GIVEN EXERCISE.
Copy the records below exactly as they appear.

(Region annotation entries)
•••

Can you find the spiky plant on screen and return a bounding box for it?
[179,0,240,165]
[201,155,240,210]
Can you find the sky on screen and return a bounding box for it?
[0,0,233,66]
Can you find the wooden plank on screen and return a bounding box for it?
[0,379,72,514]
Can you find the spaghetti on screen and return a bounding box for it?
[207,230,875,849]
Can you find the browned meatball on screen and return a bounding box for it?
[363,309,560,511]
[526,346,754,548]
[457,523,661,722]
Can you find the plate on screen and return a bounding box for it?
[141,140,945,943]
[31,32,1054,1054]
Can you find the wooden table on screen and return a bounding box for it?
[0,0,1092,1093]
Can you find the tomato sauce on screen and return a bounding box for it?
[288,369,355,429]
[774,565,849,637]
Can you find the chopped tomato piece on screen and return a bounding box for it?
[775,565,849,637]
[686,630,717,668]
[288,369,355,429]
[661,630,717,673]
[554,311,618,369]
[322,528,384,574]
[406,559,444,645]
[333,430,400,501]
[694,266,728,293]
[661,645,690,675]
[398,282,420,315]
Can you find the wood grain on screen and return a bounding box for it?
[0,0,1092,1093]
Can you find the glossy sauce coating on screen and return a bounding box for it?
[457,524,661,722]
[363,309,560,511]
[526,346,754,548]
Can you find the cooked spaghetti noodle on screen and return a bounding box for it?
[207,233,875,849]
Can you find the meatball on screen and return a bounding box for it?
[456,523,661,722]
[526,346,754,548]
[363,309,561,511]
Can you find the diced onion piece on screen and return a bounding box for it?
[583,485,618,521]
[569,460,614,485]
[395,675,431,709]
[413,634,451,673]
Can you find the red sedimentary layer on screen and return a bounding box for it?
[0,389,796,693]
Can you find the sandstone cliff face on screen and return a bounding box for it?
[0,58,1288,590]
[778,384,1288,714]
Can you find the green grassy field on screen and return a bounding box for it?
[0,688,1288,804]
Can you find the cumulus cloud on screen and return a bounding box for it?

•••

RESULT.
Can you find the spiky plant on screen and return a bounding box for it?
[179,0,240,165]
[201,155,240,210]
Can you find the sky on screen and return a bounding box for it?
[0,0,233,66]
Can you find the wooden plank on screen and return a bounding box for it?
[0,379,72,514]
Can you find the spaghetti on screen and return a bounding box for it?
[207,230,875,849]
Can you find the browned meatball on screen and return a bounding box for it?
[363,309,560,511]
[526,346,754,548]
[457,523,661,722]
Can you find the plate on screen and return a bounding box for it?
[141,140,945,943]
[31,32,1054,1054]
Can you find the wooden table on screen and return a bounding box for it?
[0,0,1092,1093]
Can you find the tomato sauce on screen and return a bounding box for it?
[288,369,355,429]
[774,565,849,637]
Can you find the chopped tomato piece on screen and return a bounding box for it?
[775,565,849,637]
[686,630,717,668]
[288,369,355,429]
[661,630,717,673]
[554,311,618,369]
[322,528,384,574]
[406,559,444,645]
[333,430,400,501]
[694,266,728,293]
[661,645,690,675]
[398,282,420,315]
Can you find the wood grain on screen and return a bounding box for it?
[0,0,1092,1093]
Can you find the glossy sauce coating on screen and return a bounding box for it?
[457,524,661,722]
[363,309,560,511]
[526,346,754,548]
Can you find the cooked spaghetti noodle on screen and return a bounding box for it?
[207,233,875,849]
Can you find the meatball on screen and return a bounding box for it?
[456,523,661,722]
[526,346,754,548]
[363,309,561,511]
Can you find the diced onion piece on screen and return a bounding box for it?
[583,485,618,521]
[569,460,614,485]
[395,675,431,709]
[413,634,451,673]
Can you find the red sedimentary layer on screen and return a bounding box for it?
[0,389,796,693]
Can you find the sandstone cliff face on screen and return a bounding box for it?
[0,58,1288,590]
[778,384,1288,714]
Can you find the green grassy field on screen and return a bounding box for it?
[0,688,1288,804]
Can you find the cumulus cloud on screen and return a bounding box for it?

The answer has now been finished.